Coordinate annotation entries:
____________________

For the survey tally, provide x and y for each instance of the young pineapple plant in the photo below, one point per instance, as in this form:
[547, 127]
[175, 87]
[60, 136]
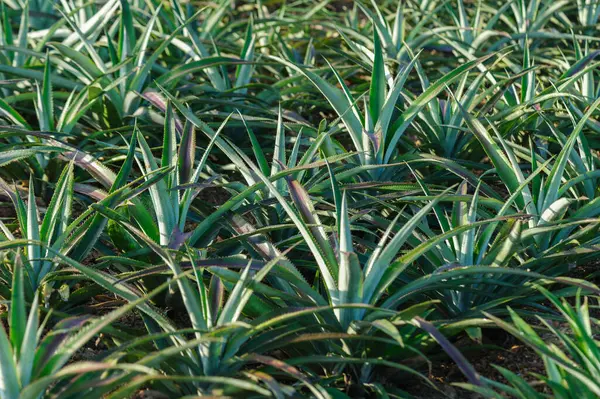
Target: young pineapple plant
[568, 346]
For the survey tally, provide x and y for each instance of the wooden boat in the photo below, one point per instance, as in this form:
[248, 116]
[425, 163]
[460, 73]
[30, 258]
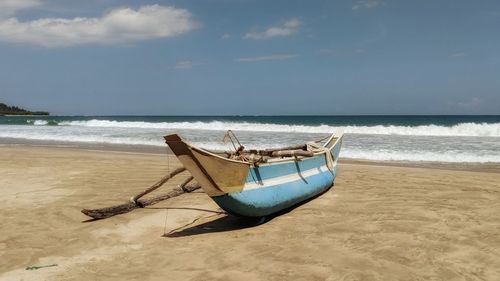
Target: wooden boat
[257, 183]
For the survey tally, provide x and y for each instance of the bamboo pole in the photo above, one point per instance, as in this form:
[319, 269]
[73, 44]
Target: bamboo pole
[136, 202]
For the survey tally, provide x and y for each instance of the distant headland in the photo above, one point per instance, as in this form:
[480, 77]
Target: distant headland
[14, 110]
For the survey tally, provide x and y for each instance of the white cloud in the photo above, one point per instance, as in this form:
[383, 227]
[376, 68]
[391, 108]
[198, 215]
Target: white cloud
[468, 104]
[328, 51]
[458, 55]
[122, 25]
[267, 58]
[10, 7]
[367, 4]
[185, 64]
[288, 28]
[341, 52]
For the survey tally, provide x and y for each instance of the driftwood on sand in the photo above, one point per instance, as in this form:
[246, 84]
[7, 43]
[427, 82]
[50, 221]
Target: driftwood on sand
[252, 156]
[135, 202]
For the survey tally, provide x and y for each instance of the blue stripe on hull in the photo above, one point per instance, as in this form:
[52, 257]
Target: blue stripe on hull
[265, 172]
[267, 200]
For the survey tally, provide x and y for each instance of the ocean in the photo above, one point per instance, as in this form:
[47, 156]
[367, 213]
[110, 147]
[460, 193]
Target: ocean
[455, 139]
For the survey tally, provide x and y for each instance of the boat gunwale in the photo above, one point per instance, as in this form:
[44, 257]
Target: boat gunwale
[274, 160]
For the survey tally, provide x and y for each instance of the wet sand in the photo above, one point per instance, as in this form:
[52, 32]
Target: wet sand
[379, 222]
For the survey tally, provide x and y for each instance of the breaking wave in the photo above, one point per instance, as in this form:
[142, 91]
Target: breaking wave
[462, 129]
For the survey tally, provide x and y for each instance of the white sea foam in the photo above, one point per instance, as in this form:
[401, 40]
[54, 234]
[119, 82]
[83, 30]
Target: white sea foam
[462, 129]
[477, 142]
[40, 122]
[426, 156]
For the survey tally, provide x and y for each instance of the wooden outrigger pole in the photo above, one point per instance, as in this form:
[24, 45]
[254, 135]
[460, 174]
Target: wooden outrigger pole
[135, 202]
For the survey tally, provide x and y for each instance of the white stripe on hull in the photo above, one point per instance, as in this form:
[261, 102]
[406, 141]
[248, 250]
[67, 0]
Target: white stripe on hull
[287, 178]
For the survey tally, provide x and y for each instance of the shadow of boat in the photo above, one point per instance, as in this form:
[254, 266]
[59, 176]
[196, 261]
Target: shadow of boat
[229, 222]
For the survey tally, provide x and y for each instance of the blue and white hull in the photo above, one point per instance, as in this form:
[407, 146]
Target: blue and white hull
[242, 189]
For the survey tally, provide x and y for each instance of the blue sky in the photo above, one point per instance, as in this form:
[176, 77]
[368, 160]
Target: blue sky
[242, 57]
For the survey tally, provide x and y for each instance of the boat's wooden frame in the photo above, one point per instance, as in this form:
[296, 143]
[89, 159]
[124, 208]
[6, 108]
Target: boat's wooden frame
[246, 189]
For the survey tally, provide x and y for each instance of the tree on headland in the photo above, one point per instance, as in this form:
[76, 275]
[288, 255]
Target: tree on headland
[14, 110]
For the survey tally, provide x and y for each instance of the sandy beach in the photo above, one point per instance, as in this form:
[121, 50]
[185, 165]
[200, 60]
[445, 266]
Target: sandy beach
[379, 222]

____________________

Short exercise:
Write out again, exactly, the lines from the one holding "the wooden outrigger" through the end of the listing, with both ends included.

Exercise response:
For the survey tally, provide x and y for each instance of the wooden outrigger pole in the photo above, one point per instance, as in this form:
[24, 45]
[254, 135]
[460, 174]
Target: wooden outrigger pole
[135, 202]
For the survey tally, provide x and y for each instance of the white stripe on hull in the photo above, one point per instance, as in this form:
[261, 102]
[406, 141]
[248, 250]
[67, 0]
Target: white stripe on hull
[287, 178]
For the survey tally, provide x and y for each instance of the shadow of boat in the photo above, one point per instance, as in this form:
[254, 266]
[59, 176]
[196, 261]
Target: shadow of boat
[229, 222]
For the survey tally, provide x and y for each instance of the blue and white hull in the photo above, one point per instance, as in this form:
[407, 146]
Target: blue and white hull
[242, 189]
For the survey tally, provide x and y for each instance of the blue sky in the photo above, one point per instance, as in this form:
[176, 77]
[368, 160]
Target: blue sky
[242, 57]
For the survey tally, provide x and y for each instance of the boat's wooden frame in the photo above, one point per instance, as in this form:
[296, 143]
[89, 159]
[124, 208]
[6, 108]
Target: boat's wooden frame
[246, 189]
For the survey tally, provide x and y for each instance of the tree on headland in the photo above, one point per instance, as in this form:
[76, 275]
[288, 255]
Target: tree on headland
[14, 110]
For the survey tally, provide x and y for each instance of the sandy beach in the photo above, one point per instance, as in this form:
[121, 50]
[185, 165]
[200, 60]
[445, 266]
Target: sandy beach
[379, 222]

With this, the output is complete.